■ Exercise requirements
Reproduce exactly the final portion of the data: every line from the one containing "In this picture, where can the gontijo" through the last line, inclusive.

(Object location annotation data)
****************

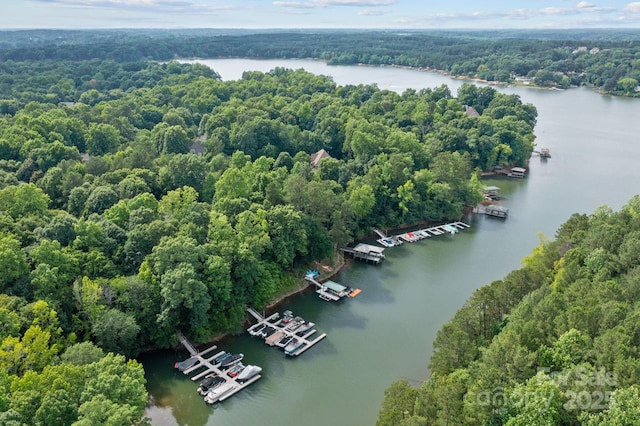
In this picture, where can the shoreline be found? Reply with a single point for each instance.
(342, 263)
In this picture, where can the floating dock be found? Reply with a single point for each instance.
(366, 252)
(289, 333)
(496, 211)
(386, 241)
(199, 362)
(330, 291)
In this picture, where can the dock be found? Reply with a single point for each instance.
(203, 364)
(329, 290)
(366, 252)
(386, 241)
(289, 333)
(496, 211)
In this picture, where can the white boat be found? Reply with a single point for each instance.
(293, 346)
(248, 372)
(210, 383)
(228, 362)
(215, 394)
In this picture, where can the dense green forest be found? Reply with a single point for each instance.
(553, 343)
(138, 198)
(607, 59)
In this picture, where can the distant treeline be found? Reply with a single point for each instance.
(553, 343)
(609, 60)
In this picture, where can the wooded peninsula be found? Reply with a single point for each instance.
(140, 197)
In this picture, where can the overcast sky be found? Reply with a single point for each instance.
(409, 14)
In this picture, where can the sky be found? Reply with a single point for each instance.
(289, 14)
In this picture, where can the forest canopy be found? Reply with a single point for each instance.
(555, 342)
(140, 198)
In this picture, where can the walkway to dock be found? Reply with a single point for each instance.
(276, 325)
(330, 290)
(204, 365)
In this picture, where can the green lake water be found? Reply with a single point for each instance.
(386, 333)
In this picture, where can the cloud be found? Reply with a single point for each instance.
(320, 4)
(371, 12)
(463, 18)
(136, 5)
(633, 7)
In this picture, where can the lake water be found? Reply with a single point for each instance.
(386, 333)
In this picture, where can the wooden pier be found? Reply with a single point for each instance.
(204, 366)
(386, 241)
(495, 211)
(330, 290)
(294, 330)
(366, 252)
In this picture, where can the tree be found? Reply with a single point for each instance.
(185, 299)
(82, 354)
(14, 264)
(24, 200)
(117, 332)
(102, 139)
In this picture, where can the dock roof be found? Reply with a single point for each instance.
(368, 248)
(334, 286)
(495, 207)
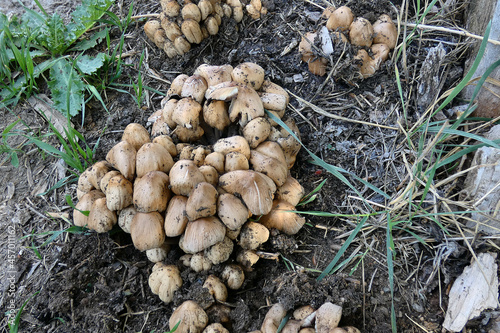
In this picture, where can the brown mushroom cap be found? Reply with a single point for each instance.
(190, 316)
(340, 19)
(175, 219)
(361, 32)
(153, 157)
(164, 281)
(147, 231)
(101, 219)
(119, 193)
(201, 234)
(151, 192)
(253, 235)
(122, 157)
(282, 219)
(232, 211)
(136, 135)
(84, 205)
(385, 32)
(250, 74)
(234, 276)
(184, 176)
(202, 201)
(255, 189)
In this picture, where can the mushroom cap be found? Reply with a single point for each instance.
(84, 205)
(101, 219)
(231, 211)
(216, 288)
(340, 19)
(164, 281)
(250, 74)
(194, 87)
(122, 157)
(255, 189)
(220, 252)
(234, 276)
(201, 234)
(385, 32)
(282, 219)
(234, 143)
(176, 219)
(125, 218)
(214, 74)
(327, 317)
(184, 176)
(273, 318)
(202, 201)
(151, 192)
(136, 135)
(253, 235)
(361, 32)
(190, 316)
(291, 191)
(236, 161)
(119, 193)
(153, 157)
(257, 131)
(215, 114)
(146, 230)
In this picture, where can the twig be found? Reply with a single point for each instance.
(452, 31)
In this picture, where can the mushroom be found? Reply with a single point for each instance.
(253, 235)
(201, 234)
(118, 193)
(231, 211)
(340, 19)
(136, 135)
(220, 252)
(233, 276)
(283, 218)
(164, 281)
(385, 32)
(189, 317)
(327, 317)
(151, 192)
(216, 288)
(101, 219)
(256, 189)
(125, 218)
(146, 230)
(184, 176)
(361, 32)
(175, 219)
(202, 201)
(234, 143)
(250, 74)
(158, 254)
(84, 205)
(273, 318)
(122, 157)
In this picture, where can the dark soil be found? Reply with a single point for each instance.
(90, 282)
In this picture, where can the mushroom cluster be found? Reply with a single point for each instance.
(181, 24)
(373, 42)
(190, 184)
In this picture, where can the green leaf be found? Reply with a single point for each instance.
(66, 87)
(88, 64)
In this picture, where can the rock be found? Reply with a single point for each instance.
(473, 291)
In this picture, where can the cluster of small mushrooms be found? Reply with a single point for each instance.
(374, 42)
(181, 24)
(201, 197)
(306, 319)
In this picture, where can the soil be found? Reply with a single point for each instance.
(88, 282)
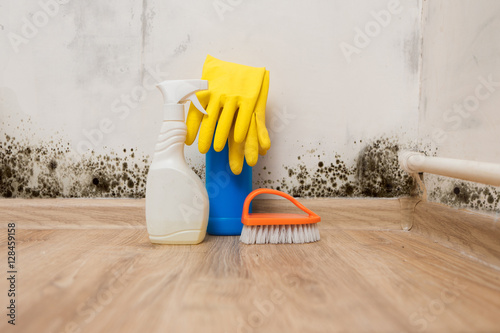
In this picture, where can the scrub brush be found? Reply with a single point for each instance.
(272, 228)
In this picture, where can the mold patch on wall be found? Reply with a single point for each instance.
(462, 194)
(49, 170)
(376, 173)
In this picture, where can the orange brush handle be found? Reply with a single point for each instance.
(276, 218)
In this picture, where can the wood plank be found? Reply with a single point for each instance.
(376, 214)
(469, 233)
(88, 279)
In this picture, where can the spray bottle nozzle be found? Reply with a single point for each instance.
(181, 91)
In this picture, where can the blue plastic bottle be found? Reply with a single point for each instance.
(226, 193)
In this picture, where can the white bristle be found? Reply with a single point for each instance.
(280, 234)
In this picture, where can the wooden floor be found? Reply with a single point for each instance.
(88, 266)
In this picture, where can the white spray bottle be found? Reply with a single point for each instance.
(176, 199)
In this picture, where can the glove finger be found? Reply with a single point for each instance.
(243, 121)
(262, 152)
(224, 124)
(236, 154)
(260, 111)
(208, 125)
(194, 117)
(252, 144)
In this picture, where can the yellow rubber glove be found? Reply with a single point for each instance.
(236, 89)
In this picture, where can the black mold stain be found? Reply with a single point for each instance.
(376, 174)
(29, 171)
(46, 171)
(463, 194)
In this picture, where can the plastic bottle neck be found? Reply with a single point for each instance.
(170, 144)
(173, 112)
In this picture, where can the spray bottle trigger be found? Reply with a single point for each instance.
(196, 103)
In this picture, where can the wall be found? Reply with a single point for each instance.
(460, 96)
(80, 114)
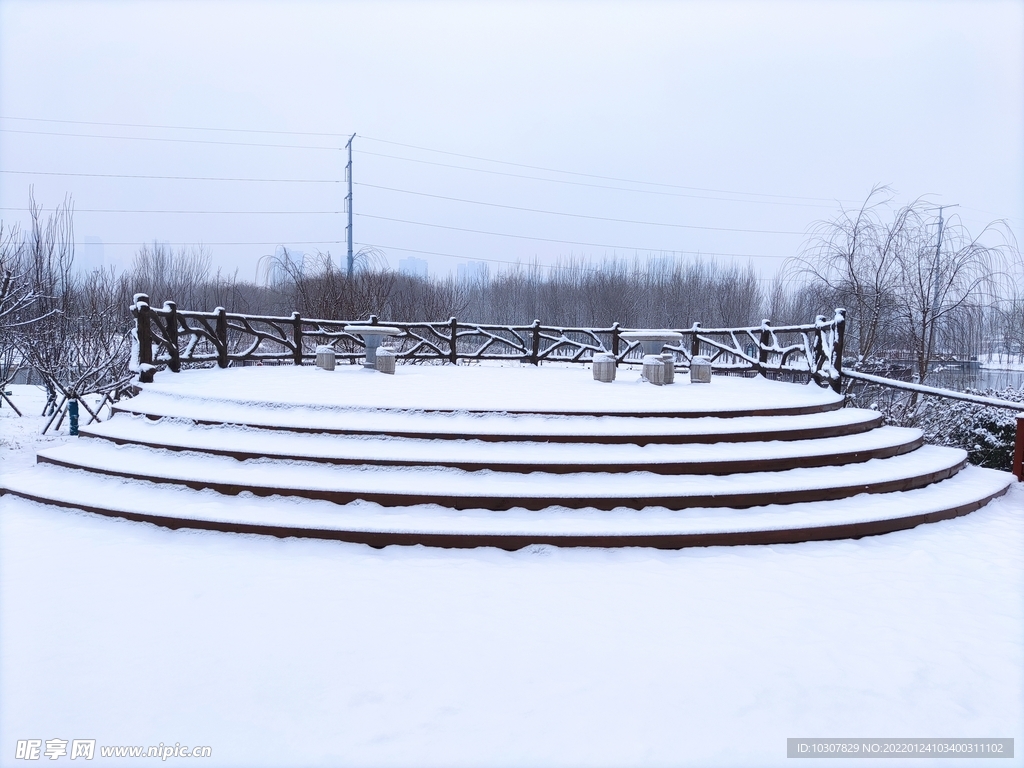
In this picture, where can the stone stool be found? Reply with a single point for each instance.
(604, 368)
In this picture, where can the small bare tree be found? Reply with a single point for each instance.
(903, 294)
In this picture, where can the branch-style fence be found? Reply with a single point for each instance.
(177, 338)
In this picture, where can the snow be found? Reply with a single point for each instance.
(463, 423)
(185, 434)
(553, 388)
(311, 652)
(440, 482)
(70, 486)
(304, 652)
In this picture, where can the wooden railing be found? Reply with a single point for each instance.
(1017, 463)
(175, 339)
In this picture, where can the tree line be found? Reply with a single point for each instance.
(906, 298)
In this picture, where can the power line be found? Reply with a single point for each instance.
(520, 263)
(411, 146)
(201, 244)
(594, 175)
(565, 242)
(178, 140)
(174, 127)
(114, 210)
(179, 178)
(596, 186)
(581, 215)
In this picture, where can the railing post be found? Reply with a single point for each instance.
(297, 338)
(172, 336)
(763, 343)
(1018, 466)
(143, 335)
(221, 332)
(838, 348)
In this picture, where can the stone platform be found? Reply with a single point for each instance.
(504, 456)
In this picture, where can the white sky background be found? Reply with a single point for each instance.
(786, 110)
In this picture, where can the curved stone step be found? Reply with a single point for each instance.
(500, 491)
(502, 427)
(246, 443)
(550, 389)
(176, 507)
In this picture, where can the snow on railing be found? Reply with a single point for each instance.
(1017, 465)
(172, 338)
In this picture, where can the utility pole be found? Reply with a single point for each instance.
(936, 279)
(348, 203)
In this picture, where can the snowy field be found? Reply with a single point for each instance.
(293, 652)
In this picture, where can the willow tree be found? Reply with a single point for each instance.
(909, 280)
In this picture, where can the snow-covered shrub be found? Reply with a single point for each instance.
(986, 433)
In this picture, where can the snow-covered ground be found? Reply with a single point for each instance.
(1003, 361)
(308, 652)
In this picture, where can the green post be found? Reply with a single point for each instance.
(73, 416)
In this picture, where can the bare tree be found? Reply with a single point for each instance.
(902, 293)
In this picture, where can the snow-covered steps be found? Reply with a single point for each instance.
(503, 427)
(504, 457)
(472, 455)
(499, 491)
(558, 389)
(176, 507)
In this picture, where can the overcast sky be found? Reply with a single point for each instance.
(706, 127)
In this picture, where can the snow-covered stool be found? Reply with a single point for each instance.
(670, 367)
(373, 337)
(604, 368)
(385, 359)
(653, 369)
(652, 343)
(325, 357)
(699, 371)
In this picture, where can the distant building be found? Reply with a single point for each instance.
(91, 257)
(413, 266)
(472, 271)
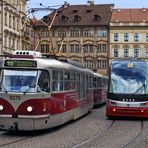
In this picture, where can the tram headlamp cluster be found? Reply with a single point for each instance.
(1, 107)
(29, 108)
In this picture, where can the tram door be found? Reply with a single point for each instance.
(78, 85)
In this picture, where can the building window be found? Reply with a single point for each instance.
(88, 64)
(116, 52)
(116, 36)
(62, 48)
(74, 32)
(102, 33)
(44, 33)
(75, 48)
(126, 37)
(102, 64)
(136, 53)
(136, 37)
(61, 33)
(88, 48)
(10, 20)
(45, 48)
(101, 48)
(6, 18)
(146, 54)
(126, 53)
(146, 37)
(88, 32)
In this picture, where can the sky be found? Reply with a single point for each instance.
(58, 3)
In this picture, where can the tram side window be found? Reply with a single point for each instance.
(73, 82)
(44, 81)
(100, 82)
(95, 82)
(67, 80)
(89, 82)
(57, 83)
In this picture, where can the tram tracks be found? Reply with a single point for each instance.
(136, 138)
(129, 144)
(14, 137)
(98, 134)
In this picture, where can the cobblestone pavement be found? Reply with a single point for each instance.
(73, 133)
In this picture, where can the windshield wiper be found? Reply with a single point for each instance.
(142, 86)
(2, 86)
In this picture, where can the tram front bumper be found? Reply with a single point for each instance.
(24, 123)
(113, 111)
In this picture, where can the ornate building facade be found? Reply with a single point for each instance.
(13, 32)
(78, 32)
(129, 33)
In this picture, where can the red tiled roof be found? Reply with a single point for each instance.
(87, 15)
(130, 15)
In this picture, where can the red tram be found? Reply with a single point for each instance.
(100, 89)
(39, 93)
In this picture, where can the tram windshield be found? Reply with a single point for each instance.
(22, 80)
(128, 77)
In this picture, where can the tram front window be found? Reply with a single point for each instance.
(19, 80)
(128, 80)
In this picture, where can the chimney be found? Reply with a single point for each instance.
(89, 3)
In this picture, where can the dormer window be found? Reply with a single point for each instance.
(89, 10)
(64, 18)
(75, 10)
(46, 18)
(77, 18)
(96, 17)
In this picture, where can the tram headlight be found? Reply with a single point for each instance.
(29, 108)
(1, 107)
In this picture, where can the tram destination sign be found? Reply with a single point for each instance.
(20, 63)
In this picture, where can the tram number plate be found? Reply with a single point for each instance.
(15, 98)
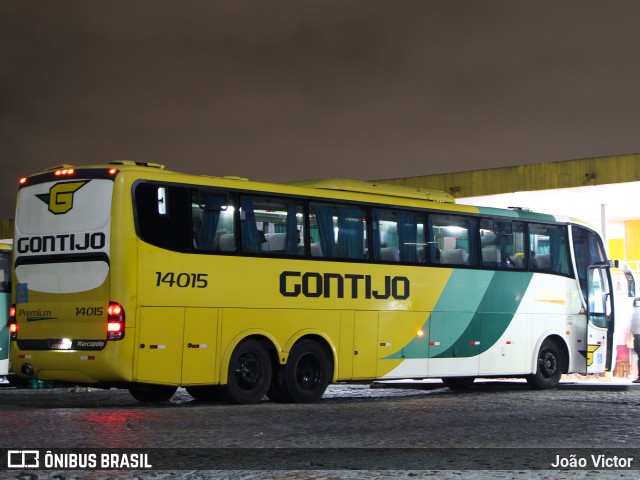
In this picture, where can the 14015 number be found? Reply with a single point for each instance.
(182, 280)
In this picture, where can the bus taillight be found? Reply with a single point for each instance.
(13, 324)
(115, 321)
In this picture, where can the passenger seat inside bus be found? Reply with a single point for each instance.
(227, 242)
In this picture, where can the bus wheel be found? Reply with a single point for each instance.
(249, 373)
(307, 372)
(458, 383)
(549, 368)
(206, 393)
(152, 393)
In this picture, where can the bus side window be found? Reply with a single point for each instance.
(398, 236)
(162, 216)
(502, 244)
(272, 226)
(452, 240)
(213, 227)
(338, 231)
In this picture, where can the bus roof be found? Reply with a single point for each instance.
(375, 188)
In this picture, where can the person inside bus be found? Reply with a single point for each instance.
(635, 330)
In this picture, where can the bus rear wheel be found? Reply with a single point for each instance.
(152, 393)
(305, 376)
(249, 373)
(549, 367)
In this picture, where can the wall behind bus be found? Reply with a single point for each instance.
(6, 228)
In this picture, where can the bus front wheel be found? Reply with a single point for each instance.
(549, 367)
(249, 373)
(305, 376)
(152, 393)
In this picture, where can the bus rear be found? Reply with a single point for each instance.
(63, 317)
(5, 303)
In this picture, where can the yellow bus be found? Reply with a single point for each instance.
(132, 276)
(5, 303)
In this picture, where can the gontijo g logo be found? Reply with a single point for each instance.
(60, 196)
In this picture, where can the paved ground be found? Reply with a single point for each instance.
(398, 430)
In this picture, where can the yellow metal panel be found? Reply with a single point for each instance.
(365, 340)
(200, 348)
(345, 357)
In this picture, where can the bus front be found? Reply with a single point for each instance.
(64, 327)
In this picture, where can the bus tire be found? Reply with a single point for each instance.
(550, 363)
(152, 393)
(308, 371)
(206, 393)
(249, 373)
(458, 383)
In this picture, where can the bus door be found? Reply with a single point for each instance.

****************

■ Task response
In this picture, where can the gontijo g logo be found? Reply with a single point for each instance.
(60, 196)
In this picture, where can the paved ground be found? Reply with a single point for each instance.
(398, 430)
In this picture, where can the yellow metal panel be found? Reply with a single point for each instance.
(365, 340)
(200, 348)
(345, 357)
In this picture, where can the bus front be found? Reply with a single point for each instance.
(64, 327)
In this picture, where can the bus tire be found? Reply with a single point for each instance.
(550, 363)
(152, 393)
(308, 371)
(206, 393)
(249, 373)
(458, 383)
In this picture, where can the bus door be found? Reply with a single point for each instance.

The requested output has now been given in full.